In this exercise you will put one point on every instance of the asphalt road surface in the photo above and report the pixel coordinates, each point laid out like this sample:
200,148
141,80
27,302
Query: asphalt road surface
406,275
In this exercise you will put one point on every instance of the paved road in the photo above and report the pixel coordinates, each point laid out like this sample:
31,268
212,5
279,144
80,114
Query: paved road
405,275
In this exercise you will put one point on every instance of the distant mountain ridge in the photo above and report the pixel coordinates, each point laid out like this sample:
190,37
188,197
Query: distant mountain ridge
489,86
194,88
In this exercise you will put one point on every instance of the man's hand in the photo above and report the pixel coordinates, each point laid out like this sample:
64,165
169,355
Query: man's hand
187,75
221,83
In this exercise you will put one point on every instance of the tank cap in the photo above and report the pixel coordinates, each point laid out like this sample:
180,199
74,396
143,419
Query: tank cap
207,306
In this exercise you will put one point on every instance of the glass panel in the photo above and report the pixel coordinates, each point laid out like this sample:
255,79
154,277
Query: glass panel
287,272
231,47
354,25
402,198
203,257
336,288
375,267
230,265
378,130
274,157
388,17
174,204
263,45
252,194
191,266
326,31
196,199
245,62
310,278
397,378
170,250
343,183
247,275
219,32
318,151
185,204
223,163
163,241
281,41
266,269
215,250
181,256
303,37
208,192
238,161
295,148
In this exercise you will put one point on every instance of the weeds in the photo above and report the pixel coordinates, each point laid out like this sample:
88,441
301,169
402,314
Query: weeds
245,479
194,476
* * * * * * *
# EXERCISE REQUIREMENTS
Convert the material above into a Markdown table with two columns: Row, holding a running line number, and Content, holding the line itself. Leave out any blank lines.

# RESPONSE
| Row | Content |
|---|---|
| 1 | In this exercise you will put one point on every instance of the asphalt road surface in the photo above and report the pixel coordinates, each point laid out like this sample: |
| 2 | 200,148 |
| 3 | 141,80 |
| 4 | 27,302 |
| 5 | Query: asphalt road surface |
| 6 | 406,275 |
| 7 | In this exercise you will put one point on every instance of the paved road in the photo above and report the pixel coordinates, each point laid out like this sample: |
| 8 | 31,268 |
| 9 | 212,5 |
| 10 | 279,144 |
| 11 | 80,114 |
| 12 | Query: paved road |
| 13 | 405,275 |
| 14 | In this exercise you will put one point on every instance of the distant mountain ridge in the photo above and report the pixel coordinates, each point laid out like this sample: |
| 15 | 190,37 |
| 16 | 188,197 |
| 17 | Query: distant mountain ridge |
| 18 | 489,86 |
| 19 | 194,88 |
| 20 | In this exercise you will put one point on every instance of the man's hand in the photo above and report the pixel coordinates, each point laid out like this sample: |
| 21 | 64,165 |
| 22 | 169,355 |
| 23 | Query: man's hand |
| 24 | 187,75 |
| 25 | 221,83 |
| 26 | In this exercise you will put one point on every instance of the tank cap in the photo above and report the pixel coordinates, each point laid out like this sample: |
| 27 | 180,199 |
| 28 | 74,396 |
| 29 | 143,419 |
| 30 | Query: tank cap |
| 31 | 207,306 |
| 32 | In this exercise you will put one point on every instance of the glass panel in the photo above and report the pixel coordinates, each point laid out like this sample: |
| 33 | 255,79 |
| 34 | 154,277 |
| 35 | Query: glass panel |
| 36 | 287,272 |
| 37 | 231,47 |
| 38 | 354,25 |
| 39 | 402,198 |
| 40 | 203,257 |
| 41 | 336,288 |
| 42 | 375,267 |
| 43 | 230,265 |
| 44 | 378,130 |
| 45 | 274,157 |
| 46 | 388,17 |
| 47 | 174,204 |
| 48 | 263,45 |
| 49 | 252,194 |
| 50 | 191,266 |
| 51 | 326,31 |
| 52 | 196,199 |
| 53 | 245,62 |
| 54 | 310,278 |
| 55 | 397,378 |
| 56 | 170,250 |
| 57 | 343,183 |
| 58 | 247,275 |
| 59 | 219,32 |
| 60 | 318,151 |
| 61 | 185,204 |
| 62 | 223,163 |
| 63 | 163,241 |
| 64 | 281,41 |
| 65 | 266,269 |
| 66 | 215,250 |
| 67 | 181,256 |
| 68 | 303,37 |
| 69 | 208,192 |
| 70 | 238,161 |
| 71 | 295,148 |
| 72 | In this exercise you will put one point on every instance of the weeds in the photo above and report the pixel coordinates, each point laid out like this sample: |
| 73 | 88,441 |
| 74 | 301,169 |
| 75 | 402,314 |
| 76 | Query: weeds |
| 77 | 245,479 |
| 78 | 194,476 |